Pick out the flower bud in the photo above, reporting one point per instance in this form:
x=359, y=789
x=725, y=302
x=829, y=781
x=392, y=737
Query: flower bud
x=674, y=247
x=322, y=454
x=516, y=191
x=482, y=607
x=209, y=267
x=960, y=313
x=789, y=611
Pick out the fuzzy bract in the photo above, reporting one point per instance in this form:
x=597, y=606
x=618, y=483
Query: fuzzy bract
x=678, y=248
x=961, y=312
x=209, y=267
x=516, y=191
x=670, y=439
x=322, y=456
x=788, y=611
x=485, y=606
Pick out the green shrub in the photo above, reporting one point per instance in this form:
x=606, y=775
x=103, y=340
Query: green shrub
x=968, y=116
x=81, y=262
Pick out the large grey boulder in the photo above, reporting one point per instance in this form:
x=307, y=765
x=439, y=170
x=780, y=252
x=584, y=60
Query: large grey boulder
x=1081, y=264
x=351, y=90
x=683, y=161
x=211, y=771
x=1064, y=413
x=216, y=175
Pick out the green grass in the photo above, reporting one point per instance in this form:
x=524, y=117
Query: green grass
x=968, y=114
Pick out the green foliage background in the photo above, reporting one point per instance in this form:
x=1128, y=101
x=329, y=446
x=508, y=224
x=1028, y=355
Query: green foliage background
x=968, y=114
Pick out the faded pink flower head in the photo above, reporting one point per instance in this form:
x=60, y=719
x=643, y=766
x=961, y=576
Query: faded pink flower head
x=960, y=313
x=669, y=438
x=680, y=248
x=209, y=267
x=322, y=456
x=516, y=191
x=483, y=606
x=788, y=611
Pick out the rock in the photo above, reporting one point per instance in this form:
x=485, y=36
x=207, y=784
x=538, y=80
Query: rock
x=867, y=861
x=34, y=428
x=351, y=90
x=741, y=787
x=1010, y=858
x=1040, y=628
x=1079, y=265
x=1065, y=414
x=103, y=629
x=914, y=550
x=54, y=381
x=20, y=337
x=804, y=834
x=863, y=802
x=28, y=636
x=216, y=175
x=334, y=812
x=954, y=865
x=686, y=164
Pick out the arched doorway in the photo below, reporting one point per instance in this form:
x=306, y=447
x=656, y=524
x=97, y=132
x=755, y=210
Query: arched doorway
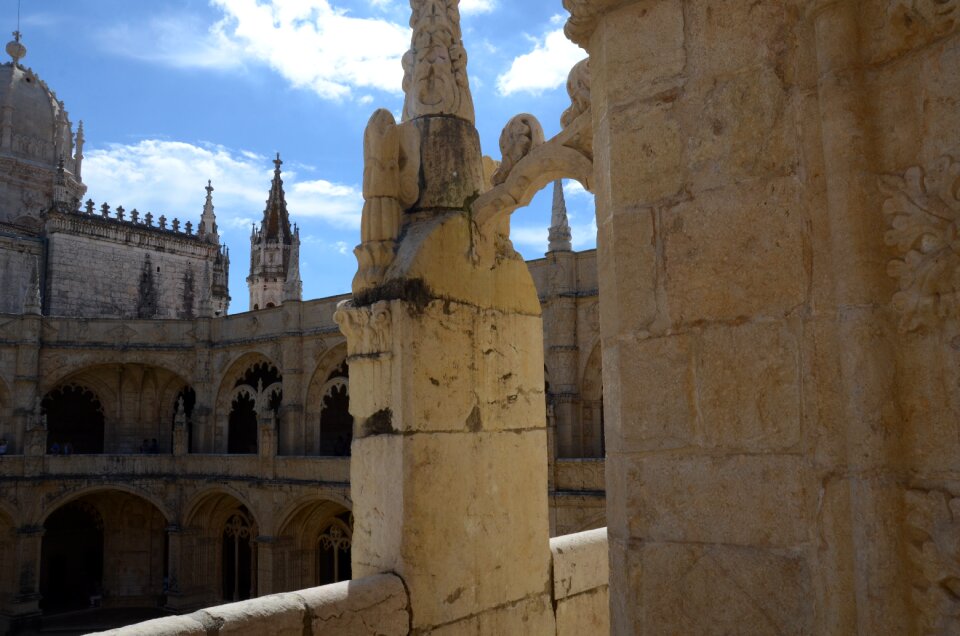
x=257, y=390
x=333, y=550
x=336, y=423
x=218, y=550
x=313, y=545
x=238, y=556
x=74, y=420
x=107, y=548
x=71, y=558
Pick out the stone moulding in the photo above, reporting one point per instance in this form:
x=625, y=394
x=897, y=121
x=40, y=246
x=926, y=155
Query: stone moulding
x=933, y=527
x=584, y=15
x=923, y=209
x=566, y=156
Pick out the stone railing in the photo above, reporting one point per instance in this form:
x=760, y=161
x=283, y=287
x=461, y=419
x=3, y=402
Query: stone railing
x=581, y=574
x=580, y=474
x=379, y=604
x=313, y=469
x=376, y=605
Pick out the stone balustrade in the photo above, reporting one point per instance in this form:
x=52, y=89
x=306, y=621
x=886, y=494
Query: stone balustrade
x=581, y=574
x=580, y=475
x=379, y=604
x=334, y=470
x=375, y=605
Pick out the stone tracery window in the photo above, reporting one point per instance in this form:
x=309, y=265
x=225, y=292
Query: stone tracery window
x=333, y=550
x=239, y=556
x=258, y=389
x=336, y=423
x=75, y=420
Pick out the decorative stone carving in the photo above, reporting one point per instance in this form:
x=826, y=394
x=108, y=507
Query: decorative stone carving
x=933, y=524
x=391, y=155
x=578, y=88
x=520, y=136
x=924, y=212
x=435, y=68
x=367, y=329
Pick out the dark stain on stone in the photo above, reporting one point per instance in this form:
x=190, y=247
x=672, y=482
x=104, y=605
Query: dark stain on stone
x=474, y=423
x=380, y=423
x=412, y=290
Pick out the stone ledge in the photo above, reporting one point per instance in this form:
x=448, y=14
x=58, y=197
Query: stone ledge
x=580, y=563
x=375, y=605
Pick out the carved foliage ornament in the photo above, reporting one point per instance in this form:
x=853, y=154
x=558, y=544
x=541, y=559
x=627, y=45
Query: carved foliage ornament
x=933, y=525
x=435, y=68
x=521, y=135
x=923, y=208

Stated exercise
Put the lines into a JSON list of strings, one string per line and no blank lines, starting at the line that contains "Pick out the decorative" and continuing through the last line of the entries.

Result for this exercise
[
  "Pick out the decorative stone carving in the photo above, reporting one point per instance in this form:",
  "x=826, y=394",
  "x=108, y=507",
  "Query: decorative stone carving",
  "x=933, y=524",
  "x=391, y=155",
  "x=578, y=88",
  "x=520, y=136",
  "x=924, y=212",
  "x=435, y=68",
  "x=367, y=329",
  "Pick out the dark stain on stone in the photo above, reporting one point per instance in this form:",
  "x=190, y=247",
  "x=672, y=482",
  "x=104, y=605",
  "Query: dark stain on stone",
  "x=474, y=423",
  "x=380, y=423",
  "x=412, y=290",
  "Pick out the stone ledge in the photo above, reporting one point per instance in this form:",
  "x=448, y=14",
  "x=58, y=197",
  "Query: stone ledge",
  "x=580, y=563",
  "x=375, y=605",
  "Pick out the carved foliage ornament in the photo above, reporting one point per instance in this form:",
  "x=853, y=154",
  "x=558, y=544",
  "x=541, y=559",
  "x=627, y=45",
  "Query: carved foliage ornament",
  "x=933, y=525",
  "x=435, y=68",
  "x=521, y=135",
  "x=923, y=208"
]